━━━ Texte source ━━━

CONSÉQUENCES DRAMATIQUES
Près d’un an plus tard, en décembre 2021, Mélissa Guillou, 27 ans, a également fait condamner l’entreprise pour défaut de reclassement à la suite d’un accident du travail survenu en début 2019. A l’époque, la jeune femme, employée au Lidl de Tréguier, dans les Côtes-d’Armor, est victime d’un malaise dans le magasin ; elle tombe sur un chariot et s’ouvre le front. « C’était peut-être la pression du boulot, explique-t-elle aujourd’hui. Je n’avais pas de pause, pas de samedi, on était chronométrées en caisse. Ma responsable mettait un tableau dans son bureau pour montrer qui était le premier. »
Déclarée inapte, Lidl lui propose un poste de reclassement de chargée de clientèle à Strasbourg, à près de 1 000 kilomètres de chez elle, mais ne retient finalement pas sa candidature. Dans son jugement, le conseil des prud’hommes de Guingamp est sévère envers la multinationale allemande, estimant que « Lidl n’apporte pas d’éléments suffisamment probants pour justifier d’une recherche loyale, sérieuse et exhaustive ».

━━━ Données fournies ━━━

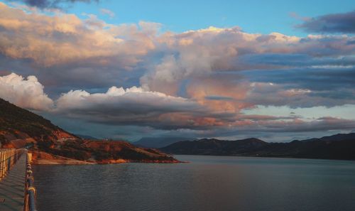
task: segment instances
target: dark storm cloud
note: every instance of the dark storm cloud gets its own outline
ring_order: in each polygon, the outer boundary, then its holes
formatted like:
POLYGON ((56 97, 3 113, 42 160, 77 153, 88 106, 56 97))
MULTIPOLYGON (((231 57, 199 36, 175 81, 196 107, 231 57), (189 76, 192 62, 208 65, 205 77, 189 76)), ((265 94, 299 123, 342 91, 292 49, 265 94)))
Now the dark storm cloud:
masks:
POLYGON ((45 8, 60 8, 62 4, 92 1, 99 2, 99 0, 21 0, 21 1, 31 6, 36 6, 40 9, 45 8))
POLYGON ((321 16, 298 25, 305 31, 316 33, 355 33, 355 11, 321 16))

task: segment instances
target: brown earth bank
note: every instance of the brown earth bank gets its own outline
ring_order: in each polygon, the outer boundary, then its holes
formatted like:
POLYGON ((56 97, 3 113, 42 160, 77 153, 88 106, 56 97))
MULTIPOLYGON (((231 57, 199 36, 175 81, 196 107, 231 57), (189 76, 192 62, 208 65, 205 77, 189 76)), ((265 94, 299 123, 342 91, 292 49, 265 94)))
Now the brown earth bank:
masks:
POLYGON ((157 149, 122 141, 82 139, 43 117, 0 98, 0 148, 26 147, 37 164, 175 163, 157 149))
POLYGON ((31 151, 33 163, 36 164, 180 163, 157 149, 139 148, 123 141, 41 141, 34 145, 31 151))

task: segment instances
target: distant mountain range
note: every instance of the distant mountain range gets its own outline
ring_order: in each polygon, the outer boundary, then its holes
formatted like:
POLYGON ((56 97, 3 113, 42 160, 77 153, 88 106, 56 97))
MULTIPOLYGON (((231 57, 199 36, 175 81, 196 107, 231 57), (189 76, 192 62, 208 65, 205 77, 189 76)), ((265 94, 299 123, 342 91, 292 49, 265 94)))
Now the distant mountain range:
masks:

━━━

| Consigne |
Rédigez la suite du texte ci-dessus sur la condamnation de Lidl pour défaut de reclassement, en reprenant après sa dernière phrase.

| Votre réponse |
Comme Naïs, Célia et Mélissa, Virginia J., 40 ans, a été brisée par le « modèle » Lidl. Entre 2013 et 2018, cette mère de trois enfants a travaillé comme employée polyvalente puis chef caissière dans plusieurs magasins des Côtes-d’Armor. Cinq ans de cadences effrénées l’ont démolie. « On nous sollicitait de partout, nous étions mis en compétition. Parfois, des chefs venaient même dans les magasins avec un chronomètre », raconte-t-elle. En 2018, après un entretien avec un responsable, elle craque : « Je suis allée dans ma voiture, je n’arrêtais pas de pleurer. » Licenciée pour inaptitude en février 2019, Virginia J. a porté plainte deux ans plus tard, aux côtés d’une dizaine de salariés. Une information judiciaire a été ouverte début 2021 contre la direction régionale de Lidl à Guingamp, pour harcèlement moral et discrimination syndicale.
Le 6 septembre 2021, les conséquences du système Lidl se sont révélées encore plus dramatiques. Ce jour-là, Catherine Lucas, la responsable du magasin de Lamballe, s’est donné la mort près du lac de Jugon-les-Lacs où elle aimait se promener. Elle avait 49 ans. Au cours de l’été 2020, plus d’un an avant son suicide, cette cadre modèle, vingt-sept ans d’ancienneté chez Lidl, avait envoyé une longue lettre à l’inspection du travail et au CSE de l’entreprise dans laquelle elle se plaignait de ses conditions de travail éreintantes, ont révélé Mediapart et La Nouvelle vie ouvrière. « Suite à ces années de pression et de rabaissement, je ne me sens plus capable de continuer à travailler sous cette forme de management », écrivait-elle, à bout.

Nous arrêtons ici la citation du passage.